SEITENTEXT →
==========

Dies spiegelt sich auch in aktuellen Gesetzesvorhaben wieder. 2021 zielten mehrere Eingaben darauf ab, die Wiederherstellung intakter Gewässerlebensräume zu verhindern – beispielsweise die Motion Hösli / Stark mit weitreichenden Ausnahmeregelungen bei der Gewässerraumausscheidung. Auch auf Druck von Aqua Viva konnte die Motion in letzter Minute verhindert werden. Fehlende Gewässerräume gelten als eine der Hauptursachen für das Artensterben in und entlang unserer Bäche, Flüsse und Seen.

Aqua Viva bemängelt zudem den schleppenden Gesetzesvollzug. Besonders die Revitalisierungsvorgaben für Fliess- und Stillgewässer bieten die Chance, der Natur etwas zurückzugeben und neue Lebensräume für Lachs, Aal und Co zu schaffen. 4000 Kilometer müssen laut Gewässerschutzgesetz bis 2090 umgesetzt werden. Laut aktuellen Zahlen des BAFU verpassen wir beim aktuellen Umsetzungstempo die vorgegebene Frist jedoch um rund 145 Jahre.

Der Erhalt der letzten intakten Gewässer hat für Aqua Viva daher oberste Priorität. Auf dem Spiel stehen heutige Natur- und Landschaftswerte und die zukünftig letzten Rückzugsorte zahlreicher Arten. Letzteres gilt insbesondere für die Alpen. Mit den zunehmenden Temperaturen verschiebt sich die Verbreitungsgrenze von Arten weltweit nach oben. In der Schweiz lässt sich dies beispielsweise bei Steinfliegen oder Schmetterlingen beobachten. Aqua Viva engagierte sich daher 2021 auch für den Erhalt der einzigartigen Naturlandschaften im Trift- und Grimselgebiet.

==========

DATENABSCHNITT →
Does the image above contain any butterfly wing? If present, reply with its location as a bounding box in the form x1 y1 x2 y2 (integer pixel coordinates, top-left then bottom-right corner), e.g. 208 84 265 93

==========

AUFGABE 1 →
Schreiben Sie aus dem Seitentext die Passage von „Aqua Viva bemängelt“ bis „rund 145 Jahre.“ wortgetreu ab.
AUFGABE 2 →
Um wie viele Jahre wird laut Seitentext die gesetzliche Frist beim aktuellen Umsetzungstempo nach Zahlen des BAFU verpasst?

ERGEBNIS 1 →
Aqua Viva bemängelt zudem den schleppenden Gesetzesvollzug. Besonders die Revitalisierungsvorgaben für Fliess- und Stillgewässer bieten die Chance, der Natur etwas zurückzugeben und neue Lebensräume für Lachs, Aal und Co zu schaffen. 4000 Kilometer müssen laut Gewässerschutzgesetz bis 2090 umgesetzt werden. Laut aktuellen Zahlen des BAFU verpassen wir beim aktuellen Umsetzungstempo die vorgegebene Frist jedoch um rund 145 Jahre.

ERGEBNIS 2 →
Um rund 145 Jahre.